• [Document]
★ ★ ★ ★ ★
• Resolved LHAS

    (@furao77)


    Hi, thanks for the plugin.

    After updating 2.7.0 → 2.8.0 on a busy production site, every request became ~1s slower. Under concurrent traffic this exhausted the PHP-FPM pool and the site returned 502/504 (NGINX: upstream timed out). Reverting to 2.7.0 fixed it immediately. The Redis server itself was healthy throughout.

    Key finding — the overhead scales with the number of keys in the site’s Redis DB. Using the same 2.8.0 drop-in, a single WP-CLI request (no concurrency, warm cache):

    2.8.0 drop-in, Redis DB with ~26 keys (idle site): ~0.42s
    2.8.0 drop-in, Redis DB with tens of thousands of keys: ~1.44s
    2.7.0 drop-in, same large DB: ~0.49s

    So 2.7.0 is flat regardless of key count, but 2.8.0 adds a per-request cost proportional to how many keys exist in the database — looks like a per-request key-space scan/enumeration. This is why a low-traffic staging copy (tiny cache) showed no issue while production (large cache) was hit hard.

    Environment

    • Plugin: 2.7.0 (good) vs 2.8.0 (slow)
    • WordPress 7.0, PHP 8.3.31 (PHP-FPM + NGINX)
    • PhpRedis 6.3.0, igbinary not loaded
    • Redis server 6.2.20, localhost, maxmemory-policy allkeys-lru, rejected_connections: 0, plenty of free memory
    • Custom WP_REDIS_PREFIX and a dedicated WP_REDIS_DATABASE; WP_REDIS_TIMEOUT/READ_TIMEOUT = 3

    Ruled out: wp redis status on 2.8.0 = Connected / Drop-in Valid / Errors: []; Redis server fast (ping instant, few clients, no rejected connections); no PHP fatals. Moving object-cache.php aside instantly restored ~0.4s bootstrap.

    Questions

    1. Did 2.8.0 add a per-request key-space scan/count (or change connection/serializer handling) that scales with DB key count?
    2. Is this known with PhpRedis built without igbinary?
    3. Happy to provide a profiler trace or test a patch on a copy that reproduces it.

    Thanks!

Viewing 3 replies - 1 through 3 (of 3 total)
  • Plugin Author Till Krüss

    (@tillkruess)

    there are no changes in 2.7.0 > 2.8.0 that would cause what you describe

    you can review it yourself: https://github.com/rhubarbgroup/redis-cache/compare/2.7.0…2.8.0#diff-16c63e751657afbaf95d54461967fca3589b4c0cddc848b867a56db1bf6650b2

    can use an APM tool like New Relic to prove where that extra 1 second load time comes from.

    Thread Starter LHAS

    (@furao77)

    You were right — thanks for pushing back, and apologies for the misleading report.

    I re-tested properly, and 2.8.0 is not the cause.
★ ★ ★ ★ ★
Coordinate annotation records
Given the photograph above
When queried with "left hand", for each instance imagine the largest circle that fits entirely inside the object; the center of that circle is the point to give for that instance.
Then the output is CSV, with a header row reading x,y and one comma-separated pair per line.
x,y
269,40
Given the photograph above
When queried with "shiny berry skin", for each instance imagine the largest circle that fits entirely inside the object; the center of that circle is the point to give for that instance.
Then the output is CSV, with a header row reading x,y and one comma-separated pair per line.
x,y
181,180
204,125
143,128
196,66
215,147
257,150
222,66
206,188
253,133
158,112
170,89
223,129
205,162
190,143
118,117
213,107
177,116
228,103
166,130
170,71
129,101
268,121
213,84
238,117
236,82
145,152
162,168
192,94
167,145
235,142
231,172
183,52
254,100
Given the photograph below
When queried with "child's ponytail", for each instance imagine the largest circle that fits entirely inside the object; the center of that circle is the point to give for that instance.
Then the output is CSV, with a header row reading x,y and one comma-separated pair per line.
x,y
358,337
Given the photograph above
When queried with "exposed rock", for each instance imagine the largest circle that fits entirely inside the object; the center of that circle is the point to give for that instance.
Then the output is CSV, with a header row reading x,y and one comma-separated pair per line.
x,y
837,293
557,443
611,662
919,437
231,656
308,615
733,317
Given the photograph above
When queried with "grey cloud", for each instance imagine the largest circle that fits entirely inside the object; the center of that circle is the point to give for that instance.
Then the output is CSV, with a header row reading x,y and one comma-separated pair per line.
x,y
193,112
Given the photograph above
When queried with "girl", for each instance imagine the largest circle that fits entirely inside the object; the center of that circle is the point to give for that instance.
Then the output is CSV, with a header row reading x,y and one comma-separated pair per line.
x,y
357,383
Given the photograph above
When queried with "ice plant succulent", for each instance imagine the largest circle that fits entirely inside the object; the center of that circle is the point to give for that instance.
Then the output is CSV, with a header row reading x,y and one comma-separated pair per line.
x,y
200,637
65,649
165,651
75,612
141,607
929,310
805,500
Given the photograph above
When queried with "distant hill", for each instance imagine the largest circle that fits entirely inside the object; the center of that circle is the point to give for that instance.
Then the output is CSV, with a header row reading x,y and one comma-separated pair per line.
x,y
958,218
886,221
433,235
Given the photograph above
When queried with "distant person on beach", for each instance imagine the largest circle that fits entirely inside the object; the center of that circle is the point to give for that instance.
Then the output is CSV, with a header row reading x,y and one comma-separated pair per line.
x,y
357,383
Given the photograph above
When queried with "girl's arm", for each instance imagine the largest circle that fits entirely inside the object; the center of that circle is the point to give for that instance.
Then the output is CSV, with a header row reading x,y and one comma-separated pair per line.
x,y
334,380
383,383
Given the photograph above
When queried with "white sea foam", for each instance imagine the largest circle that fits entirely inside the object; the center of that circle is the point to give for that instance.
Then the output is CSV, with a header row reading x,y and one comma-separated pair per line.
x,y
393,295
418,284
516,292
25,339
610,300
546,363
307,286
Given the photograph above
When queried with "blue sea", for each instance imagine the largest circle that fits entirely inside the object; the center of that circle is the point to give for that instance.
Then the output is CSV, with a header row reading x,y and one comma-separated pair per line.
★ ★ ★ ★ ★
• [Set task 1] List every item given under the "Environment" heading in the forum thread.
• [Set task 2] Pull out every line of the records that contains the string "girl". Case counts.

• [Written reply 1]
- Plugin: 2.7.0 (good) vs 2.8.0 (slow)
- WordPress 7.0, PHP 8.3.31 (PHP-FPM + NGINX)
- PhpRedis 6.3.0, igbinary not loaded
- Redis server 6.2.20, localhost, maxmemory-policy allkeys-lru, rejected_connections: 0, plenty of free memory
- Custom WP_REDIS_PREFIX and a dedicated WP_REDIS_DATABASE; WP_REDIS_TIMEOUT/READ_TIMEOUT = 3

• [Written reply 2]
When queried with "girl", for each instance imagine the largest circle that fits entirely inside the object; the center of that circle is the point to give for that instance.
When queried with "girl's arm", for each instance imagine the largest circle that fits entirely inside the object; the center of that circle is the point to give for that instance.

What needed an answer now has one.